■ Instructions to follow ■
Retype the complete listing exactly as it appears.

■ Records to use ■
──────
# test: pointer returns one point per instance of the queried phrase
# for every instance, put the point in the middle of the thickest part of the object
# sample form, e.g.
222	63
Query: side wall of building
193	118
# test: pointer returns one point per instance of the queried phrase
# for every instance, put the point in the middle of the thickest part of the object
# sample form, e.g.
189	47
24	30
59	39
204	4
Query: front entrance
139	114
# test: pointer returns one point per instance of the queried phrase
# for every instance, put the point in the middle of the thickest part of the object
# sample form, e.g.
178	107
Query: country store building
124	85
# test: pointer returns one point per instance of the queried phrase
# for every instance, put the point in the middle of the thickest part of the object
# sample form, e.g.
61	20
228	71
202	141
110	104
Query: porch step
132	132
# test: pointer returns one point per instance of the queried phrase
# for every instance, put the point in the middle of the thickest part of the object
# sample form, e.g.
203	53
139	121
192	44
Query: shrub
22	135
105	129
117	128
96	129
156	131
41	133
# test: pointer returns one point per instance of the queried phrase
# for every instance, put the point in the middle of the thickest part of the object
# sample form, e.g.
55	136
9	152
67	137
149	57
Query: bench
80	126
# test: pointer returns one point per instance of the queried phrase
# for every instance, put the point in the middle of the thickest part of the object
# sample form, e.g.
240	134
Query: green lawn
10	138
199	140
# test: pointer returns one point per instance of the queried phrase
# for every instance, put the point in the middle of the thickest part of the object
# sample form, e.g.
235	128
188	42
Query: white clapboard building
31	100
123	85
──────
■ Solution for this problem ■
# test: pointer returns one point per instance of the queried phrase
# for every instance, put the point in the middle of the thickest part of the object
# sample form, e.g.
222	63
Query: side wall of building
193	118
# test: pointer returns one point per instance of the queried phrase
# for every instance, put the point in the middle of the thickest part of the object
# sample form, e.g.
189	47
24	30
59	39
204	4
Query: front entrance
139	114
# test: pointer returns one point per instance of the queried phrase
# for every instance, put the point in the middle of the thickest part of the object
# sample form, e.g.
178	107
Query: country store building
124	85
# test: pointer returns one point per instance of the queried phrase
# for every instance, put the point in the middle of the thickest part of the object
# sample form, e.g.
61	20
228	71
202	141
110	104
Query: porch step
132	132
# test: pointer returns one point per instance of the queried phrase
# for every instance, put the point in the middle of the thickest part of the object
# sample form, e.g.
203	53
139	121
192	44
Query: shrub
22	135
105	129
117	128
96	129
156	131
41	133
# test: pointer returns one point per instance of the queried phrase
# for every instance, put the point in the middle of the thickest part of the object
# sample form, e.g.
55	136
9	152
67	137
149	57
Query: bench
80	126
# test: pointer returns one point per instance of the queried phrase
# for every instance, put the point in the middle of the thickest part of the object
# sample form, e.g.
240	134
Query: green lawn
10	138
199	140
# test: pointer returns one point per instance of the queried phrase
# for every instance, put the point in the middle of the thickest part of the object
# sample form, e.g.
235	128
188	42
Query: white clapboard building
31	100
123	85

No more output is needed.